[DATA SHOWN]
<<<<
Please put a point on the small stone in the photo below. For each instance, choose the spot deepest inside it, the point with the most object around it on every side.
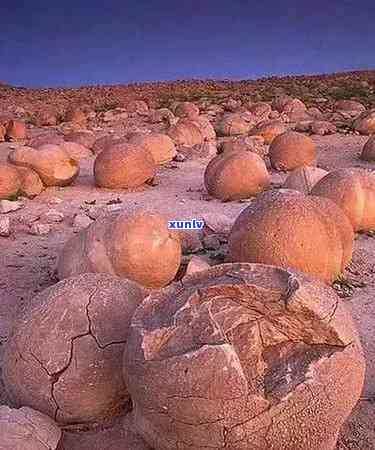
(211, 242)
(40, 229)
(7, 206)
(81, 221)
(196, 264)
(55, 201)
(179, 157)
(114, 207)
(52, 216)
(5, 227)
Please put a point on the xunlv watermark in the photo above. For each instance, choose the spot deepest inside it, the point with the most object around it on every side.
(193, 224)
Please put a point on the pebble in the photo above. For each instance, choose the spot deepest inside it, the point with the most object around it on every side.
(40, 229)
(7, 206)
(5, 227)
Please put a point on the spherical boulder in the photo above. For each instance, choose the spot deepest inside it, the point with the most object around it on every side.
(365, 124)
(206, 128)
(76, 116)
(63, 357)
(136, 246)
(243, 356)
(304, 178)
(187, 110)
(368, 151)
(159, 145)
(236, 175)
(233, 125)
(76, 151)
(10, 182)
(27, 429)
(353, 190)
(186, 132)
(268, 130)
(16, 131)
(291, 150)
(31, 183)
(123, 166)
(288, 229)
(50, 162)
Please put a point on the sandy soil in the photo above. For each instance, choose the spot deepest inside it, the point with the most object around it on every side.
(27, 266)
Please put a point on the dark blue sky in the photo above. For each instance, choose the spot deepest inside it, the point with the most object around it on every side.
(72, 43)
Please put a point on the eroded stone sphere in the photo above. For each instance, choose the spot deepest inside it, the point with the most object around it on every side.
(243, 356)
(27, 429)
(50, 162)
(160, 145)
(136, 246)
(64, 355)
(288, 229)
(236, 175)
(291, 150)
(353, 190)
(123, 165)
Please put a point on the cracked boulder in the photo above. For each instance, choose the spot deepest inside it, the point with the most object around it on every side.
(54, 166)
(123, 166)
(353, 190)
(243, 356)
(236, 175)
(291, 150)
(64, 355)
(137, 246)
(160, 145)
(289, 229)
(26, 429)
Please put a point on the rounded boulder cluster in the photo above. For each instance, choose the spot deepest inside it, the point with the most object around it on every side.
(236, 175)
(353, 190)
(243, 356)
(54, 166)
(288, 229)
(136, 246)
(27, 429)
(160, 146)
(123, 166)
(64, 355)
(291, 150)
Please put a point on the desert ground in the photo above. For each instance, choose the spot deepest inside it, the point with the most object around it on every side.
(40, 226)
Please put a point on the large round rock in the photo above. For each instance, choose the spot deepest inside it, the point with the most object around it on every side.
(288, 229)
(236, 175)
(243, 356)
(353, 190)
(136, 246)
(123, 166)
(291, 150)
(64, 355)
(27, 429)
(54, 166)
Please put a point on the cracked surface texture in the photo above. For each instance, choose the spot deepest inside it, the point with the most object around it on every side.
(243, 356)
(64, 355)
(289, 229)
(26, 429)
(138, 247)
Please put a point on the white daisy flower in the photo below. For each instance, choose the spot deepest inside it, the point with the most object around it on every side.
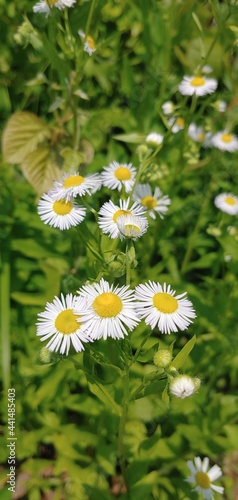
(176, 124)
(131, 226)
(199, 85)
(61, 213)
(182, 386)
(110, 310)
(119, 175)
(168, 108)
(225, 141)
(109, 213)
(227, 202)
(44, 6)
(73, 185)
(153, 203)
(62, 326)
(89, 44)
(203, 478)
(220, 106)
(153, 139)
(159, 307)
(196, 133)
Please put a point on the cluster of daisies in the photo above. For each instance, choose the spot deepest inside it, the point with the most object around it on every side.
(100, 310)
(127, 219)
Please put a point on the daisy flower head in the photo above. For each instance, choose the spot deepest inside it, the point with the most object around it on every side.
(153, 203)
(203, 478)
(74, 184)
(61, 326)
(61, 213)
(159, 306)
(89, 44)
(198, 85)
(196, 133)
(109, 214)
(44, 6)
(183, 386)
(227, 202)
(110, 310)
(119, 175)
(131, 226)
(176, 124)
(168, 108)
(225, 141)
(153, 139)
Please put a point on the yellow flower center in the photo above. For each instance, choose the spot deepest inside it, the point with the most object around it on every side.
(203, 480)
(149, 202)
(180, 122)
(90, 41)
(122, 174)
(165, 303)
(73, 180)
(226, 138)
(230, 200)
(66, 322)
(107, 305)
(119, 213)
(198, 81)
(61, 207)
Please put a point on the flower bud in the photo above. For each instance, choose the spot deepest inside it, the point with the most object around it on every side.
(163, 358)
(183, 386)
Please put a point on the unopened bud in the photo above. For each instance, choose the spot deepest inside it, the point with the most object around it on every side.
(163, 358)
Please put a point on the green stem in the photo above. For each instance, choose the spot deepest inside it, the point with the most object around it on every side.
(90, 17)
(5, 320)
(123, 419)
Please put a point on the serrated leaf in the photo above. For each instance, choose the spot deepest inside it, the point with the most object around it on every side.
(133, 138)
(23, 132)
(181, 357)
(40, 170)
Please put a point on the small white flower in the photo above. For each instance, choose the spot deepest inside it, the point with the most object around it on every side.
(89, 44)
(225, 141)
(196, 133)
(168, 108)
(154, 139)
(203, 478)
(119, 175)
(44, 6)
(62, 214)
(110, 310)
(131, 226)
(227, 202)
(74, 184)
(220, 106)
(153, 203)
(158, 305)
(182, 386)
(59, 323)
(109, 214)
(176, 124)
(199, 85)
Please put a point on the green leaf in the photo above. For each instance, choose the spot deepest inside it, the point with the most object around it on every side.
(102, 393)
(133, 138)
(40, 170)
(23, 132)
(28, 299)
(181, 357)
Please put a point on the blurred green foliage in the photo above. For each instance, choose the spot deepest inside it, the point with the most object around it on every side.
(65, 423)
>>>>
<<<<
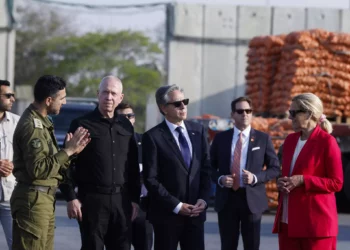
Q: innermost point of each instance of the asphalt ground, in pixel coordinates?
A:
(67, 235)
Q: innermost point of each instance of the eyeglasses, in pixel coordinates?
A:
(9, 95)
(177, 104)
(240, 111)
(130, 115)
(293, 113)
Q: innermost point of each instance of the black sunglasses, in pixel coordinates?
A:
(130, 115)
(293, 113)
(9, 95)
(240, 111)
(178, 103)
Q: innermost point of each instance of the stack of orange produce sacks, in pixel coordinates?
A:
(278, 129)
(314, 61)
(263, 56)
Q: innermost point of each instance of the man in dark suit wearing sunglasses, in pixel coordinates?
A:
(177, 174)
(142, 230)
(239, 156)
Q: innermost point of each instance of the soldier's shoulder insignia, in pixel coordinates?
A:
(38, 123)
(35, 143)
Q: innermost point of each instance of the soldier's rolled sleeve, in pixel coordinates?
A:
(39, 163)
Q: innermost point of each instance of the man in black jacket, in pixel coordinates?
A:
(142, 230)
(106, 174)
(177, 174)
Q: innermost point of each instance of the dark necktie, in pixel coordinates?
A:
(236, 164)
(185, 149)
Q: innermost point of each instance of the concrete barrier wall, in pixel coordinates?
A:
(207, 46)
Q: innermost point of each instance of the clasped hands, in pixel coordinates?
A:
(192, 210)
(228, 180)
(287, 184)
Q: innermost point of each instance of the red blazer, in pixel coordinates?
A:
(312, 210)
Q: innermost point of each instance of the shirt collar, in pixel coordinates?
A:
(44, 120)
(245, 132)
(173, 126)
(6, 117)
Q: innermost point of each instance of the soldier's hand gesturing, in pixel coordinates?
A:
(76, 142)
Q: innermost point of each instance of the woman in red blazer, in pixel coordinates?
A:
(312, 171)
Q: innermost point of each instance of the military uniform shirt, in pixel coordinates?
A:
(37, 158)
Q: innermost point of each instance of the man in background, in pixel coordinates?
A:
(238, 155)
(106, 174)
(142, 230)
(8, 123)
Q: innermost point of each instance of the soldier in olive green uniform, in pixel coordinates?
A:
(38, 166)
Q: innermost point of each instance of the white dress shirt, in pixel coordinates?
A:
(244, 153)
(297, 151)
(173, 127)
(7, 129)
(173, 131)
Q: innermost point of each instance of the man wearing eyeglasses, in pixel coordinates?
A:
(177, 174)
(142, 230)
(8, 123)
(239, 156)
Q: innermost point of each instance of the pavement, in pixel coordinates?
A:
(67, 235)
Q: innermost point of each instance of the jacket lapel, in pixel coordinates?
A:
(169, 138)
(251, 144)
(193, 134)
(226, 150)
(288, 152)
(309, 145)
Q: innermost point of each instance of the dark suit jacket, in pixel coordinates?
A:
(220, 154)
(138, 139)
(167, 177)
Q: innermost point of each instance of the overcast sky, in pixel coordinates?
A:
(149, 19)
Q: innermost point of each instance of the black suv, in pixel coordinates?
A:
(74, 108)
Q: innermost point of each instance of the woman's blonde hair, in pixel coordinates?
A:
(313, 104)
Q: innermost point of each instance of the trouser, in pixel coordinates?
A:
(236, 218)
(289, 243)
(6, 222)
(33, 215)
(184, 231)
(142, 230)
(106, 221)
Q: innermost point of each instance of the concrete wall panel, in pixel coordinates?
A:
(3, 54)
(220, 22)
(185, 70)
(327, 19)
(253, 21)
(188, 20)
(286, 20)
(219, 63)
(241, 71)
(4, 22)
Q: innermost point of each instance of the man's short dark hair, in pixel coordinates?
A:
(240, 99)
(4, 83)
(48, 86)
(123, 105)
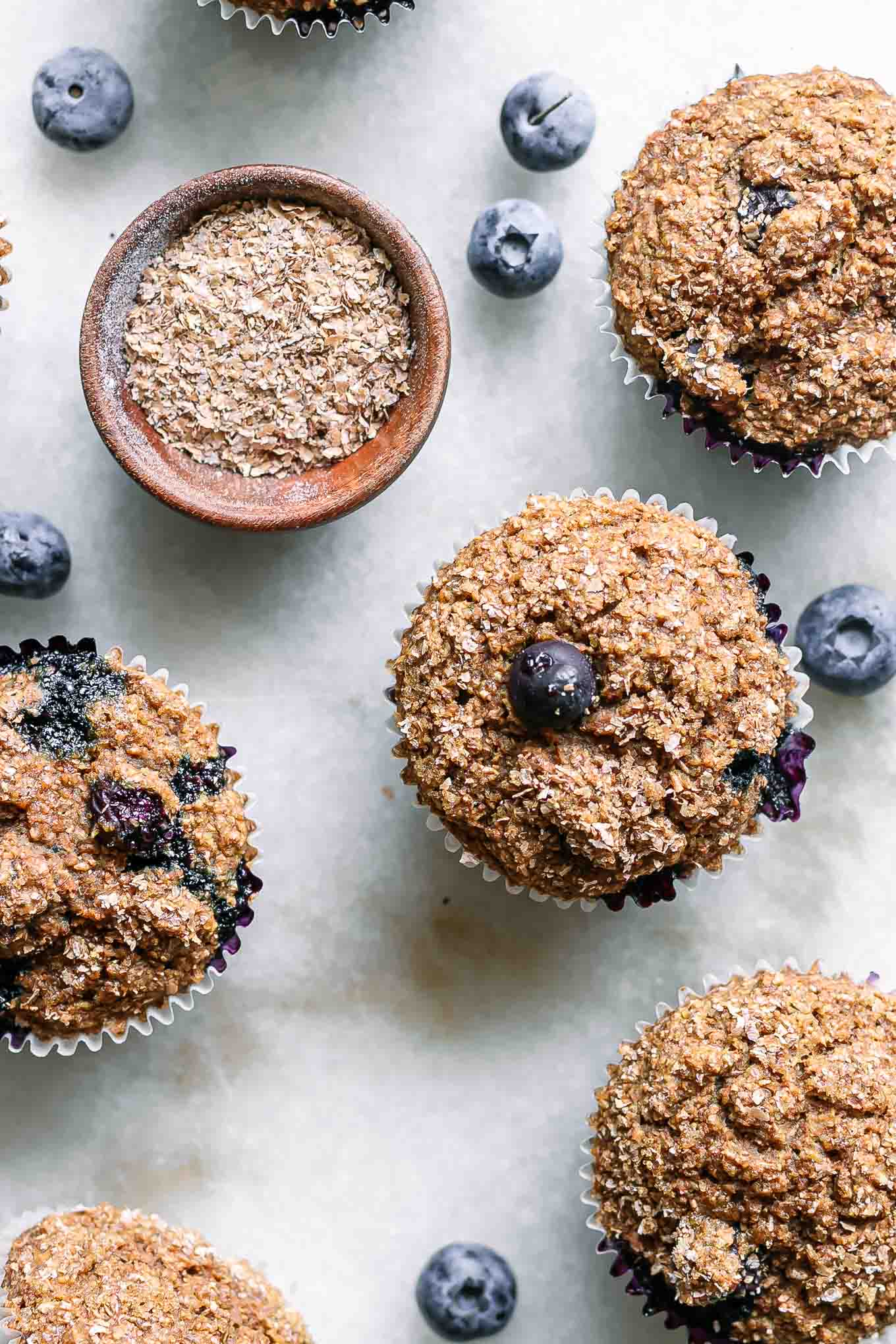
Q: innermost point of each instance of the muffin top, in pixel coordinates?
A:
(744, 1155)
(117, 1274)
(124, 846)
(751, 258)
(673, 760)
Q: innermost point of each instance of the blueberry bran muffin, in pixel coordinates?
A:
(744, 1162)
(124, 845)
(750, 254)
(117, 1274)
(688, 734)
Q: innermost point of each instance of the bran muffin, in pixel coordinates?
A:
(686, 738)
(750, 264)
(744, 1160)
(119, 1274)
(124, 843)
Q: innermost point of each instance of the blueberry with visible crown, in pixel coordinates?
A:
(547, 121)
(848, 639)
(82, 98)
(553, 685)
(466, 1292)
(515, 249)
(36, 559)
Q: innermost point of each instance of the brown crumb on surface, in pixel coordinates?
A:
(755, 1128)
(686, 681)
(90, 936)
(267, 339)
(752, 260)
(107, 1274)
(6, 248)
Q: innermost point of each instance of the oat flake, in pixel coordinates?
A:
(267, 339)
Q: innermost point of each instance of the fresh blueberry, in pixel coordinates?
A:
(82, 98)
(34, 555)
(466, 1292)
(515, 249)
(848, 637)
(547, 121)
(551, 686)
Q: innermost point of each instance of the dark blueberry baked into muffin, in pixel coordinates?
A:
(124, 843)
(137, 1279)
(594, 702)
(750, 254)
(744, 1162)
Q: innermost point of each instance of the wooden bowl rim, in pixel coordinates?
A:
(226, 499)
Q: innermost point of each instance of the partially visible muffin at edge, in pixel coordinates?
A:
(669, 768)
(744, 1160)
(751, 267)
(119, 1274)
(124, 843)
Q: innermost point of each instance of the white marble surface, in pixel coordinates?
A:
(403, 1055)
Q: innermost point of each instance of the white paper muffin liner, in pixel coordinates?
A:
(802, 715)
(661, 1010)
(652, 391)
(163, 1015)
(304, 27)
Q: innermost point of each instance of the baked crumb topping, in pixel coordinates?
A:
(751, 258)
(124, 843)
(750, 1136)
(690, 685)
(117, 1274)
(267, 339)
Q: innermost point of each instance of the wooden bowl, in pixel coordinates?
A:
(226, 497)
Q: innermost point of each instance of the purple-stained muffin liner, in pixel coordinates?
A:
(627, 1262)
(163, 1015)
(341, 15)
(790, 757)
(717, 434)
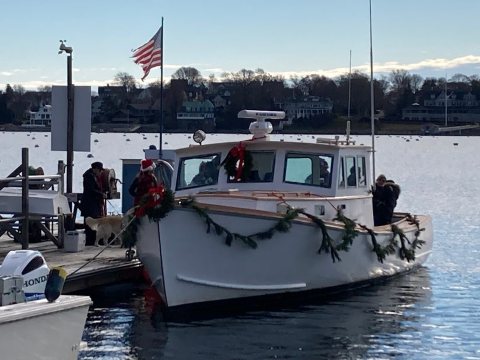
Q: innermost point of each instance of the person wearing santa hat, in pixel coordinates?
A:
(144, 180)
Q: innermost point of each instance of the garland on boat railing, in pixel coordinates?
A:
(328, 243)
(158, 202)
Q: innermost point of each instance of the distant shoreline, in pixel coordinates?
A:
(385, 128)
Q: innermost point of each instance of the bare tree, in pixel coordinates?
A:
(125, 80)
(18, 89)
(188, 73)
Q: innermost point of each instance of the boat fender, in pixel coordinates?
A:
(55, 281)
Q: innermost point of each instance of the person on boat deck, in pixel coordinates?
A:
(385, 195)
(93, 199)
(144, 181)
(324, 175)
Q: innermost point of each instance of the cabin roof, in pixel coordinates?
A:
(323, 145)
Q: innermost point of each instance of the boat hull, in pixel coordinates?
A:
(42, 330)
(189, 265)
>>>>
[WHAT YOU ARE ASKED TO DO] Every line above with the string "concrete" in it should be copied into the answer.

[WRITTEN REPLY]
Q: innermost point of each instance of the concrete barrier wall, in pixel coordinates?
Q: innermost point of each instance of the concrete wall panel, in pixel coordinates?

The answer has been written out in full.